[PROBLEM STATEMENT] Convert the entries below into a Markdown table with the columns Row and Line, omitting blank lines. Begin at the line containing "like x=284 y=15." and continue through the last of the entries.

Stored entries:
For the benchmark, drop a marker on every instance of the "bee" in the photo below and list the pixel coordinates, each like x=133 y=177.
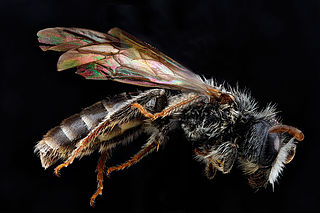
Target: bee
x=224 y=124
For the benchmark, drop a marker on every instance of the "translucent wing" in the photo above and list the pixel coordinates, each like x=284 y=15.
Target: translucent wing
x=120 y=57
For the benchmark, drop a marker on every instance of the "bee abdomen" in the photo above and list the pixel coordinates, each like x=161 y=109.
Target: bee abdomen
x=61 y=140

[TASK ANSWER]
| Row | Line |
|---|---|
| 1 | For the benchmark, drop a marker on every instance of the "translucent wing" in the photo above and list the pixel coordinates, each like x=284 y=15. |
| 2 | Target: translucent wing |
| 3 | x=120 y=57 |
| 4 | For the benchmark, drop a marker on every instance of the "bee abdomen" in the photo above and list the pixel coordinates, each like x=161 y=109. |
| 5 | Target: bee abdomen |
| 6 | x=61 y=140 |